Data for this exercise >>
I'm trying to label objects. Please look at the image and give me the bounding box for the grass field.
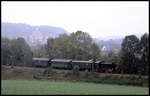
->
[1,80,149,95]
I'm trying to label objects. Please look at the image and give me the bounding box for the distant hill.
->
[94,38,123,54]
[1,22,68,46]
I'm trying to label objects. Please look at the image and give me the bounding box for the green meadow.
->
[1,80,149,95]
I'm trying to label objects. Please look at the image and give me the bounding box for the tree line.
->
[2,31,149,75]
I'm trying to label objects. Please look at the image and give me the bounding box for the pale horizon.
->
[1,1,149,38]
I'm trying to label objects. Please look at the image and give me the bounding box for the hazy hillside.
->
[94,38,123,54]
[1,23,68,46]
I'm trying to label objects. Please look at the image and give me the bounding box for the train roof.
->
[72,60,93,63]
[101,62,114,65]
[32,58,49,61]
[51,59,72,62]
[95,61,104,63]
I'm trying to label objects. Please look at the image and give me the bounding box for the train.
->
[32,58,116,73]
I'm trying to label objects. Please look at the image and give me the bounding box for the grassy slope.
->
[2,66,149,86]
[2,80,148,95]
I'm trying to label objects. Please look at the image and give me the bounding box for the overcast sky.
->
[1,1,149,37]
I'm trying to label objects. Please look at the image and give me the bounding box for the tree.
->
[1,37,12,65]
[11,38,32,66]
[70,31,100,60]
[139,33,149,75]
[33,45,49,58]
[121,35,139,74]
[46,38,55,58]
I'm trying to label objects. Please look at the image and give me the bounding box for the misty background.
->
[1,1,149,53]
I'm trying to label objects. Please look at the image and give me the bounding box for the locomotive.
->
[32,58,116,73]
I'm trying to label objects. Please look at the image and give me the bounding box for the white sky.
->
[1,1,149,37]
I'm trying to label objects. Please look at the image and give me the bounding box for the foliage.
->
[2,38,32,66]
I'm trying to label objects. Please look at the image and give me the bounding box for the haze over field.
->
[2,1,149,39]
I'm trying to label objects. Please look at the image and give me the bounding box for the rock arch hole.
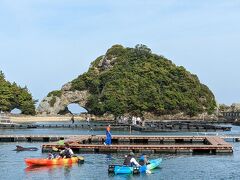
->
[67,103,88,115]
[10,108,22,114]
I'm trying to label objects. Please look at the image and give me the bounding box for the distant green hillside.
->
[0,71,35,115]
[71,45,216,116]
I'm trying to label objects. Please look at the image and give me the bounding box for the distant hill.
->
[0,71,35,115]
[39,45,216,116]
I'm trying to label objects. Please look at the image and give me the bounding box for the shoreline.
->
[8,115,112,123]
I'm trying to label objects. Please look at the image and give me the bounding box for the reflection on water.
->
[0,126,240,180]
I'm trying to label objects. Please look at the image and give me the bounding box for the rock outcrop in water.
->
[38,45,216,116]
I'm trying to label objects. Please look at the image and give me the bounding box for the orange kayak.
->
[25,156,84,166]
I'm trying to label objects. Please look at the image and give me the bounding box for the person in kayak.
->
[139,153,149,166]
[104,124,112,145]
[123,152,141,167]
[47,153,54,159]
[60,144,74,158]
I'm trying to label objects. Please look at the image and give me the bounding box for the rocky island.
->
[37,45,216,119]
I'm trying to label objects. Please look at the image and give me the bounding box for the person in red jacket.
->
[104,124,112,145]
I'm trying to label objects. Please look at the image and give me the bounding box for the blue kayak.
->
[108,158,162,174]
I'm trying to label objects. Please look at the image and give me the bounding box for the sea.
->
[0,124,240,180]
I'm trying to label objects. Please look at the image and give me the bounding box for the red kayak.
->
[25,156,84,166]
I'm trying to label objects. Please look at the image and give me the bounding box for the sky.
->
[0,0,240,111]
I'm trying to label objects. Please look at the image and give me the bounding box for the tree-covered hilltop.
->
[71,45,216,116]
[0,71,35,115]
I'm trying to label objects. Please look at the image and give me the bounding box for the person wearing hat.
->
[123,152,141,167]
[60,144,74,158]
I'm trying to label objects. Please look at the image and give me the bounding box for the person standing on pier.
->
[104,124,112,145]
[71,114,75,124]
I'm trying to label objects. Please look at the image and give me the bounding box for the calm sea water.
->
[0,126,240,180]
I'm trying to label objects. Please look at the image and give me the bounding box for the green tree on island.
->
[67,45,216,116]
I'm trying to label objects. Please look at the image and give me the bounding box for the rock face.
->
[37,83,89,115]
[37,45,216,117]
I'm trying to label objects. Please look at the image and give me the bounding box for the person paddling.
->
[123,152,141,167]
[139,153,149,166]
[60,144,74,158]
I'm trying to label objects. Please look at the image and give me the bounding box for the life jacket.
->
[64,149,72,158]
[139,156,145,166]
[123,155,133,166]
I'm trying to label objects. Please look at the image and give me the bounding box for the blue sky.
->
[0,0,240,109]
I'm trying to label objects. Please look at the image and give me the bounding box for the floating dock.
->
[42,135,233,154]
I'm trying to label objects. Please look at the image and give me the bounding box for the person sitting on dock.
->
[104,124,112,145]
[123,152,141,167]
[139,153,149,166]
[60,144,74,158]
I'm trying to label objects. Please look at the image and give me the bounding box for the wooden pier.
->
[42,136,233,154]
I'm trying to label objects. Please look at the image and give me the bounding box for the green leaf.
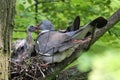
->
[19,4,25,10]
[27,0,32,4]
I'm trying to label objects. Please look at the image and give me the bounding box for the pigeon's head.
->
[28,26,36,32]
[37,20,54,30]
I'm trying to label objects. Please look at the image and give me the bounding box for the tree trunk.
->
[0,0,15,80]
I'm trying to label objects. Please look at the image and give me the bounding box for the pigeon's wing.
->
[35,31,71,56]
[36,17,107,56]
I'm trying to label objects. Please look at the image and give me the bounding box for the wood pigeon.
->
[35,17,107,64]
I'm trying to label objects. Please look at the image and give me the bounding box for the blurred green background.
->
[13,0,120,80]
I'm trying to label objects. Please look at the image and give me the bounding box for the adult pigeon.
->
[35,17,107,64]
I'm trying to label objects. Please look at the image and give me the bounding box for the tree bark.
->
[45,9,120,80]
[0,0,15,80]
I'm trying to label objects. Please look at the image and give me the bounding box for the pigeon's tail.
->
[90,17,107,28]
[68,17,107,39]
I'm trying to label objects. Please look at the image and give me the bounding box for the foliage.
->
[13,0,120,80]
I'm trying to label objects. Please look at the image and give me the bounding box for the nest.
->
[10,56,48,80]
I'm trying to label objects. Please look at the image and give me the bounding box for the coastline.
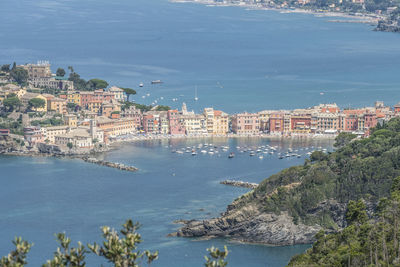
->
[169,0,386,26]
[109,133,337,147]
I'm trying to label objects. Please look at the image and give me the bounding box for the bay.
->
[0,138,332,267]
[0,0,400,113]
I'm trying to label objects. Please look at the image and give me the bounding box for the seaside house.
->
[168,109,185,135]
[232,112,260,135]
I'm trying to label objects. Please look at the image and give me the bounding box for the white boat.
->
[194,85,199,101]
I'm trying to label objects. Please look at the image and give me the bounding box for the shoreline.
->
[169,0,386,26]
[109,134,337,147]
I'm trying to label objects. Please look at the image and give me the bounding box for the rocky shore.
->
[169,200,346,246]
[82,157,138,172]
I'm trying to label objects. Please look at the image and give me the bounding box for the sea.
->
[0,0,400,267]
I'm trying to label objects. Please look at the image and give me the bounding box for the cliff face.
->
[173,187,346,246]
[172,121,400,245]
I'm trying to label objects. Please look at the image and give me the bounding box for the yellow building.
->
[67,92,81,106]
[48,98,67,114]
[41,126,69,144]
[97,116,137,136]
[64,114,78,128]
[0,84,26,101]
[87,100,103,114]
[20,92,47,112]
[213,110,229,135]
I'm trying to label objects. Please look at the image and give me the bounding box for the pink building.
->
[80,89,115,107]
[143,115,155,133]
[168,109,185,134]
[232,112,260,134]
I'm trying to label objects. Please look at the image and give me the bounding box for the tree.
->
[88,220,158,267]
[1,64,10,72]
[3,95,22,112]
[86,79,108,91]
[43,233,89,267]
[333,132,357,148]
[56,68,65,77]
[122,88,136,101]
[10,67,28,85]
[68,71,86,90]
[28,97,46,109]
[346,200,368,225]
[67,142,74,149]
[156,105,171,111]
[204,246,228,267]
[0,237,33,267]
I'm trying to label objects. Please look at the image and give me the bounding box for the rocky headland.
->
[171,122,400,245]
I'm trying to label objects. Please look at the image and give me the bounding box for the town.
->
[0,61,400,154]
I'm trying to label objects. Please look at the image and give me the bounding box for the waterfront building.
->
[67,91,82,106]
[28,77,74,90]
[40,125,69,144]
[182,114,207,135]
[122,106,142,133]
[64,114,78,128]
[108,86,126,102]
[47,97,67,114]
[168,110,185,135]
[18,61,51,80]
[232,112,260,135]
[203,108,214,134]
[213,110,229,135]
[96,116,137,138]
[86,100,103,114]
[311,112,340,134]
[101,99,121,117]
[290,113,311,134]
[0,129,10,136]
[24,126,45,146]
[20,92,47,112]
[0,83,26,101]
[393,102,400,115]
[143,114,158,134]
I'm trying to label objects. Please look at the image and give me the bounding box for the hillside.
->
[173,118,400,245]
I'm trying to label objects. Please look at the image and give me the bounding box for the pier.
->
[220,180,258,189]
[83,158,139,172]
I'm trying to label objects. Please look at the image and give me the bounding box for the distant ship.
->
[194,86,199,101]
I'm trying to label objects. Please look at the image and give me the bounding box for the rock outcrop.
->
[170,192,347,246]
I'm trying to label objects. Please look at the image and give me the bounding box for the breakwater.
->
[83,158,139,172]
[220,180,258,189]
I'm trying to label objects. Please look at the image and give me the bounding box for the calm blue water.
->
[0,0,400,266]
[0,0,400,113]
[0,138,332,267]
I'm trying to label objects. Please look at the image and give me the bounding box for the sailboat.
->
[194,86,199,101]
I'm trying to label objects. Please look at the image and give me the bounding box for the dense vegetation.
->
[67,66,108,91]
[0,220,228,267]
[237,118,400,231]
[289,177,400,266]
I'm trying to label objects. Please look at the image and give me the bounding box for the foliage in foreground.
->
[235,118,400,231]
[0,220,228,267]
[289,177,400,266]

Task >> Copy out, word for word, the lines of the material from the one containing "reflection on water." through the one containing "[38,45,216,116]", including both of those lines.

The reply >>
I'm trying to label objects. Please look at the image and give me the bounding box for the reflection on water.
->
[0,126,240,180]
I'm trying to label objects. Please look at the image and give me the bounding box for the rock outcrop in water.
->
[38,45,216,116]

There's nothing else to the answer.